WHAT YOU WILL DO: Which lines run from the one containing "Where can the tree branch" to the end of the entries below? Retype exactly those, both ends included.

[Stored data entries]
..............................
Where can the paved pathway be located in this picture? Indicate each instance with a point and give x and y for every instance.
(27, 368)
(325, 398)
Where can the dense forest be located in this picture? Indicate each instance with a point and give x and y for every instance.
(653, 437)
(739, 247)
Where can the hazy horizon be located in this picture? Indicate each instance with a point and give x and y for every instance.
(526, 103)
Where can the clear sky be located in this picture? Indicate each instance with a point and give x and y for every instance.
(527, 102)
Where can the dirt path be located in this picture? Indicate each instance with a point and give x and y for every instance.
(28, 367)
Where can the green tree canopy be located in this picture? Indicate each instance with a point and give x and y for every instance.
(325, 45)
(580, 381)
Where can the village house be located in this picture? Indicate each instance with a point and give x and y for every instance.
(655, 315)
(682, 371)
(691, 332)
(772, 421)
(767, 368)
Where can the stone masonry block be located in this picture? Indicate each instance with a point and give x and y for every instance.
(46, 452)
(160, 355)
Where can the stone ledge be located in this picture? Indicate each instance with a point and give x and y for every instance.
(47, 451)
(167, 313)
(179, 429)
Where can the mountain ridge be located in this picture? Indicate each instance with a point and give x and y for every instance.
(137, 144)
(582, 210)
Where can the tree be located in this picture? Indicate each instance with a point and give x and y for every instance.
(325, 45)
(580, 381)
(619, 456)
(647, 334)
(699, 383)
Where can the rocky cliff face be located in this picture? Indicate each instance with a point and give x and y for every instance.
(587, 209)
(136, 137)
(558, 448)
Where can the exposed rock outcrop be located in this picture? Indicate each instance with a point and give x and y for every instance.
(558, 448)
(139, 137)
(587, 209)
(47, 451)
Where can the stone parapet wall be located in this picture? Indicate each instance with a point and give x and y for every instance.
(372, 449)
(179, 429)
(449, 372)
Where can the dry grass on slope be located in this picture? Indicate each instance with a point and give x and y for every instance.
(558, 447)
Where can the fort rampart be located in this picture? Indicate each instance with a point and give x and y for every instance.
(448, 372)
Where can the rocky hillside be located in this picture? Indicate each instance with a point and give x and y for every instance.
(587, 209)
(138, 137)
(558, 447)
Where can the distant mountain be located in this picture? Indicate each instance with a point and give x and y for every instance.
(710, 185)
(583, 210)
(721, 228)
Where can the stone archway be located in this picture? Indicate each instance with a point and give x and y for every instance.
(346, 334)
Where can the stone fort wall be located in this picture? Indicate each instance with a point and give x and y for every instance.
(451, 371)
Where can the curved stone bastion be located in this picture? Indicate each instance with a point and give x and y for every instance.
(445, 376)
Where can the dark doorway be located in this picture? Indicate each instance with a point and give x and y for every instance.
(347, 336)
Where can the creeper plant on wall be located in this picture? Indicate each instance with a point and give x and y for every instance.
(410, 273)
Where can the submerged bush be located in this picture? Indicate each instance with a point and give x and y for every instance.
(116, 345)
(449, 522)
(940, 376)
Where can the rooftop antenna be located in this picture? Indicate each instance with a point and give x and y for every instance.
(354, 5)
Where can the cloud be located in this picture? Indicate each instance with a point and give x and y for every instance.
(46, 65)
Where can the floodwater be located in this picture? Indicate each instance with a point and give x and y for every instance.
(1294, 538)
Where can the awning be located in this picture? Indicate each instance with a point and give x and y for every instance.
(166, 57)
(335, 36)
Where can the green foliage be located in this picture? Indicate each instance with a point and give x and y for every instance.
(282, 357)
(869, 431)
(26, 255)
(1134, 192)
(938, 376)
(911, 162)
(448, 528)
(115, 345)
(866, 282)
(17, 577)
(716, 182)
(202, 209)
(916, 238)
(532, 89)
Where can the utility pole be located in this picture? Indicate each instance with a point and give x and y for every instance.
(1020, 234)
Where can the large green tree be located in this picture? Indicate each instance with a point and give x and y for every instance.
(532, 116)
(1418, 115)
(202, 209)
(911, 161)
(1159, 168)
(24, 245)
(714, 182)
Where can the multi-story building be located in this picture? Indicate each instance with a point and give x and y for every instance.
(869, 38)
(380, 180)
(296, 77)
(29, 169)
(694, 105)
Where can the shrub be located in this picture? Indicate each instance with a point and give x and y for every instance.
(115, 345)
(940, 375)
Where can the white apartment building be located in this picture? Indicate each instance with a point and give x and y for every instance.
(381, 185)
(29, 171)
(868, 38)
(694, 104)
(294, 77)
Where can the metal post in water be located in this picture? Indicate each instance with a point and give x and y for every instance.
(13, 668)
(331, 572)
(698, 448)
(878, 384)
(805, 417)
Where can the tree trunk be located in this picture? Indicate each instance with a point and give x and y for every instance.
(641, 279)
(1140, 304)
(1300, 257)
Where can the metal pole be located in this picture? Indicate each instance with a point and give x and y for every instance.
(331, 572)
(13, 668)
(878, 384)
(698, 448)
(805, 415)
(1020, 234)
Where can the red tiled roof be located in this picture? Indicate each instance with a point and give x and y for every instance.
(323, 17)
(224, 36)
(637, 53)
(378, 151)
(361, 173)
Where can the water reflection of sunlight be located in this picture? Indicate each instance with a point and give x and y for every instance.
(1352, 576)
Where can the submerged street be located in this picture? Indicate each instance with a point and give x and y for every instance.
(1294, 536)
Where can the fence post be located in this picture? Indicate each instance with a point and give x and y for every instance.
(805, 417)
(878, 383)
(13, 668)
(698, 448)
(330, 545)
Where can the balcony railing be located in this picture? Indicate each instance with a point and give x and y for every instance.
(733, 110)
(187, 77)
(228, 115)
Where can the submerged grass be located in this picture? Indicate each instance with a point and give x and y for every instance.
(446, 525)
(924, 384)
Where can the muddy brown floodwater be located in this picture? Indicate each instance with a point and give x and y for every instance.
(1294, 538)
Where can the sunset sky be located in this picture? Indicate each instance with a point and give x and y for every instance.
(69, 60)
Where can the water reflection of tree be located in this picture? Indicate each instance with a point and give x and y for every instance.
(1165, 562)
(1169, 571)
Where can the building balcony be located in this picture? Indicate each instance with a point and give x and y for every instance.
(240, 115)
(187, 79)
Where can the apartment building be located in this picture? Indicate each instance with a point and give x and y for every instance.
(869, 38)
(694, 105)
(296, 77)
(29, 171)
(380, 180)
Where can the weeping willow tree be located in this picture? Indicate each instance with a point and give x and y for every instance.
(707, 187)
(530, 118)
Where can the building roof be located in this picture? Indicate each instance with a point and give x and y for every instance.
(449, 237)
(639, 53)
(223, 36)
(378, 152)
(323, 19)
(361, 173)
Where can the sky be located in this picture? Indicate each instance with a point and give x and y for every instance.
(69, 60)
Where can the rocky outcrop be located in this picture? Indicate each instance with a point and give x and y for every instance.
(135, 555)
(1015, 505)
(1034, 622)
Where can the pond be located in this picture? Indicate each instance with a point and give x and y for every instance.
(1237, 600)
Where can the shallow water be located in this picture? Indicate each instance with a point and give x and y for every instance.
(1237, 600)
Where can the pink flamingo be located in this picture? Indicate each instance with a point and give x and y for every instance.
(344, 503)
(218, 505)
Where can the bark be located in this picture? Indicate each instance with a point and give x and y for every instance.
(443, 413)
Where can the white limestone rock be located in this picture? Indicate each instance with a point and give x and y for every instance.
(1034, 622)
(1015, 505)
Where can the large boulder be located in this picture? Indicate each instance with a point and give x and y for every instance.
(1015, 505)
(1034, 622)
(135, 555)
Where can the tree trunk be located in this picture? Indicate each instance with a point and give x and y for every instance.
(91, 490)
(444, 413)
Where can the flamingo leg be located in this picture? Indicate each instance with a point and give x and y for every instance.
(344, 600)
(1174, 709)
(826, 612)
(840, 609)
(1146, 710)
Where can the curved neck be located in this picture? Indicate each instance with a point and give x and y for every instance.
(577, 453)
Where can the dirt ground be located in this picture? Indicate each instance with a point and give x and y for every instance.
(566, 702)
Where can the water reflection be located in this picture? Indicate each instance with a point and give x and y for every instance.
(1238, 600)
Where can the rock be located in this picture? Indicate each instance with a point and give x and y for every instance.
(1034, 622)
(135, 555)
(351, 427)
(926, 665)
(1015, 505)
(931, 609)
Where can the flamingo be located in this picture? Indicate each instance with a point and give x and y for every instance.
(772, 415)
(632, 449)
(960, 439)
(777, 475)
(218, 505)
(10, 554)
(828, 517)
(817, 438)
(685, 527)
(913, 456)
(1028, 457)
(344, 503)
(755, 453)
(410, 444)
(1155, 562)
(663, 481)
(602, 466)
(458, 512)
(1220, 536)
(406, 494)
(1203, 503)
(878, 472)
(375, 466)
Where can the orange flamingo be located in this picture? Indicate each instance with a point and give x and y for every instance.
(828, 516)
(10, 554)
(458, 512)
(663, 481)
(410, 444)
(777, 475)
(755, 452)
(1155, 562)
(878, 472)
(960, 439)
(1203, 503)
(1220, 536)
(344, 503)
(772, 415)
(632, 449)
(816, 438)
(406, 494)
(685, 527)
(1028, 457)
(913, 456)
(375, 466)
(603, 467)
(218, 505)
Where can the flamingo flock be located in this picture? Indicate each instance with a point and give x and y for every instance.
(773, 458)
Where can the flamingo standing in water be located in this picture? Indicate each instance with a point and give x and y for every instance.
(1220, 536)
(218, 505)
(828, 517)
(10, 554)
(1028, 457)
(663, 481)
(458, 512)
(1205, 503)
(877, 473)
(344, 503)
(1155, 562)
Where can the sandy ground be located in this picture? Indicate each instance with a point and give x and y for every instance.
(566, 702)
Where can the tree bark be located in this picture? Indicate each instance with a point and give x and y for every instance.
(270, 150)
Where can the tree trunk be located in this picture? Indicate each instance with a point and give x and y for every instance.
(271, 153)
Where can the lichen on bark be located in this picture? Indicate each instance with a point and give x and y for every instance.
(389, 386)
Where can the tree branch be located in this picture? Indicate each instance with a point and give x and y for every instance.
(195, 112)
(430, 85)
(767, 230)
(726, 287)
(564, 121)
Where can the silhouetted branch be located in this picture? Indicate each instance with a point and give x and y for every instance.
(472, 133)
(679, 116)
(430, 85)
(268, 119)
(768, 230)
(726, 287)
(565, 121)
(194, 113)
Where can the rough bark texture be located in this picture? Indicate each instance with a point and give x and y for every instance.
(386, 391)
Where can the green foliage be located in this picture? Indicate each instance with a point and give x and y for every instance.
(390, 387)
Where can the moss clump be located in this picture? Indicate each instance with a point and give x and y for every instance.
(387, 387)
..............................
RESPONSE AREA:
Where can the tree branch be located in this picture? Indicate each instance with a point and give x and y for every instance.
(195, 112)
(430, 85)
(767, 230)
(726, 287)
(564, 121)
Where can the silhouetted branch be located in this picture? Indicate each instance with a point and give x and y for every instance.
(472, 133)
(679, 116)
(430, 85)
(268, 119)
(768, 230)
(726, 287)
(565, 121)
(194, 113)
Where can the rough bark texture be located in this picture? Indicate each instance with a point and give x and y for every instance.
(386, 391)
Where can the green foliage be located in this picture? Indicate each instance with a point and give x and y for every instance.
(390, 387)
Where can the moss clump be located in this picture? Indicate each instance with a point and give x and y for every instance.
(387, 387)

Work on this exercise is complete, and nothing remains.